◆ AUFGABE A ◆
Nenne alle Orte, an denen die Verfehlungen laut dem Text über die Lecks im AKW Fukushima meist aufgegriffen werden.
◆ AUFGABE B ◆
Schreibe den Text über die Lecks im AKW Fukushima nach seinem letzten Satz weiter.

◆ VORLIEGENDER TEXT ◆
Japan: Schlamperei und immer neue Lecks

Nr. 35 –

Noch immer zeitigt die Katastrophe im AKW Fukushima gravierende Folgen. Die AKW-Betreiberfirma Tepco informiert jedoch nur häppchenweise.

Fast zweieinhalb Jahre nach der dreifachen Kernschmelze im japanischen AKW Fukushima zeigt sich, dass die Lage noch immer ausser Kontrolle ist. Die jüngsten Unfälle mit kontaminiertem Kühlwasser, das in grossen Mengen austritt, bestätigen das. Seit dem Unfall vom 11. März 2011 werden die Brennelemente in den geschmolzenen Reaktoren mit Wasser gekühlt, das danach als kontaminiertes Material in Speichern «vorübergehend zwischengelagert» werden muss. Bereits im Februar berichteten japanische Medien jedoch, dass die Speicher für das Wasser am Rande der Aufnahmekapazität sind.

Sogar die Medien schweigen nicht

Nun ist klar: Sie sind auch nicht dicht. Letzte Woche gab die AKW-Betreiberfirma Tepco zu, dass drei Container leck sind und zirka 300 Tonnen mit radioaktivem Tritium kontaminiertes Wasser ausgeflossen waren. Der Unfall wurde auf der internationalen Bewertungsskala für nukleare Ereignisse (INES) mit Gefährlichkeitsstufe 3 als ernster Störfall bewertet. Die Lage ist so dramatisch, dass sogar die japanischen Mainstreammedien, die normalerweise vieles totschweigen, gezwungen sind, darüber zu berichten. Dennoch üben sie nur vereinzelt Kritik an Tepco und der Regierung. Meist werden die Verfehlungen nur in den wenigen alternativen Medien, auf Facebook und auf der Strasse aufgegriffen. Im Regierungsviertel von Tokio findet jeden Freitag eine Anti-AKW-Kundgebung statt.

Kritik an Tepco kommt nun immerhin von der japanischen Regulierungsbehörde NRA, die dem Unternehmen offen schlampiges Management vorwirft. So würden Aufzeichnungen über regelmässige Inspektionen im Umkreis der Wasserbehälter fehlen. Die undichten Stellen hätten schon viel früher entdeckt werden können. Die NRA ist eine dem Umweltministerium untergeordnete Behörde. Sie hat nicht nur den Auftrag zu entscheiden, ob die nach der AKW-Katastrophe stillgelegten Reaktoren wieder in Betrieb genommen werden, sondern soll auch das «schwer angeschlagene öffentliche Vertrauen in die Regulierung und Verwaltung der nuklearen Sicherheit» wiederherstellen.

Keine leichte Aufgabe, zumal immer neue Berichte über Unfälle an die Öffentlichkeit gelangen, wenn auch nur in kleinen Portionen. Dass dahinter ein Muster steckt, zeigt schon nur ein Blick ins Archiv der Vorfälle von 2013. So teilte Tepco Anfang April mit, dass bis zu 120 Tonnen radioaktiv verseuchtes Wasser aus einem Auffangtank ausgetreten sein könnten. Es sei aber unwahrscheinlich, dass dieses Wasser ins Meer gelange. Wenige Tage später wurde die Vermutung dann als Tatsache bestätigt – und ein neuer Unfall bekannt gegeben: Beim Umleiten von radioaktiv verseuchtem Wasser aus einem Sammelbecken seien Rohre geplatzt.

(Gespeicherte Dateneinträge)

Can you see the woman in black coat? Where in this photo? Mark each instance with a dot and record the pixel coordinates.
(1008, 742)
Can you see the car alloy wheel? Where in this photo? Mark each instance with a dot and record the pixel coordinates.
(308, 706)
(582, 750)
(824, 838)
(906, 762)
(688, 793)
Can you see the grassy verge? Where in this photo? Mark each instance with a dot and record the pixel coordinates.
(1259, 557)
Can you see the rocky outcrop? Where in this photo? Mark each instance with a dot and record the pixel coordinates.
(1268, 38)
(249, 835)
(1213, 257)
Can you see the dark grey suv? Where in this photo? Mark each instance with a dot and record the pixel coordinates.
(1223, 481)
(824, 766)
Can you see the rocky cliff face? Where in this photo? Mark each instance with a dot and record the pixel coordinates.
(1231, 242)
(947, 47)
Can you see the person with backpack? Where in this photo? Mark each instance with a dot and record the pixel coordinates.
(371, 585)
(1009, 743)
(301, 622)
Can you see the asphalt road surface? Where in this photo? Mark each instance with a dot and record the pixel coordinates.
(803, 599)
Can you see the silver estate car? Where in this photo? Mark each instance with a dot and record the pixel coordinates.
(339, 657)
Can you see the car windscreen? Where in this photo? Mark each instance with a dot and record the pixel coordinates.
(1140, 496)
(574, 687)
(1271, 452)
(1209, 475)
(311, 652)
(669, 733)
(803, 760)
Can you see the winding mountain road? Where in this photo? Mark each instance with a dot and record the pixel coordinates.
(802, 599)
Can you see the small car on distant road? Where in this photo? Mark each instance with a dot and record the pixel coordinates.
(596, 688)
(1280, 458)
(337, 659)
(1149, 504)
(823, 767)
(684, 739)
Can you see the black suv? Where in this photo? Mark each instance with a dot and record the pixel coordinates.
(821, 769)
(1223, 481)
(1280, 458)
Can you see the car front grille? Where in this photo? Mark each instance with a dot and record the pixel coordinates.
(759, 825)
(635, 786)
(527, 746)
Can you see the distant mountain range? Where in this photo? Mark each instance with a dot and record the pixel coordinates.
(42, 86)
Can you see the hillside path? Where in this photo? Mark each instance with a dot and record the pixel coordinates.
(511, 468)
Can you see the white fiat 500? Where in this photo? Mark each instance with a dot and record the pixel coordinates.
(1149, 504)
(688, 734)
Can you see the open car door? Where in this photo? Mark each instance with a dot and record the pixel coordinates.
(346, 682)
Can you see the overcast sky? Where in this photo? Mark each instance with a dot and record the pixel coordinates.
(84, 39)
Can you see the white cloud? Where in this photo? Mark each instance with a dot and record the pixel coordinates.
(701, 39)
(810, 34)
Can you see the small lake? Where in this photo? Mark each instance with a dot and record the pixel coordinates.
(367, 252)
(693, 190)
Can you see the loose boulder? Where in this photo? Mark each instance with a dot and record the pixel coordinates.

◆ ANTWORT A ◆
- in den wenigen alternativen Medien
- auf Facebook
- auf der Strasse

◆ ANTWORT B ◆
Anfang Juni wurde das nächste Leck bekannt. Zwei Wochen später informierte man die Bevölkerung, dass im Grundwasser von Fukushima eine erhöhte Konzentration an Strontium 90 entdeckt worden sei. Wieder zwei Tage später gab Tepco den Austritt von radioaktiv verseuchtem Wasser aus einer schadhaften Entsalzungsanlage zu. Im Juli seien zudem Cäsium 134 und Cäsium 137 aus einem Leck ins Grundwasser gelangt. Und Ende Juli gestand Tepco erstmals ein, dass bereits seit 2011 radioaktiv verseuchtes Kühlwasser ins Meer geflossen ist – schätzungsweise 300 Tonnen täglich. Hinzu kommt, dass weiterhin eine grosse Menge Grundwasser in die beschädigten Reaktorgebäude eindringt und sich dort mit dem aus lecken Tanks austretenden Kühlwasser vermischt.

Siebzig Prozent wollen Ausstieg

Wenig wundert es also, dass das Vertrauen der JapanerInnen in Bezug auf die «nukleare Sicherheit» sehr tief ist. Daran ändert auch die Ankündigung von Tepco nichts, weitere Container für 800 000  Tonnen kontaminiertes Kühlwasser aufzustellen. Und ob es die Menschen beruhigt, dass nun die Regierung das Ruder in die Hand nehmen will, wie von Industrieminister Toshimitsu Motegi angekündigt, ist ebenfalls fragwürdig.

Dass die jüngsten Unfälle etwas an der Entscheidung ändern, die stillgelegten Reaktoren nach und nach wieder in Betrieb zu nehmen, glaubt in Japan ohnehin kaum jemand. Ministerpräsident Shinzo Abe hat bereits mehrfach angekündigt, nicht nur die bestehenden AKWs wieder einzuschalten, sondern auch neue bauen zu wollen. Dies, obwohl sich laut Umfragen rund siebzig Prozent der Bevölkerung einen Atomausstieg wünschen.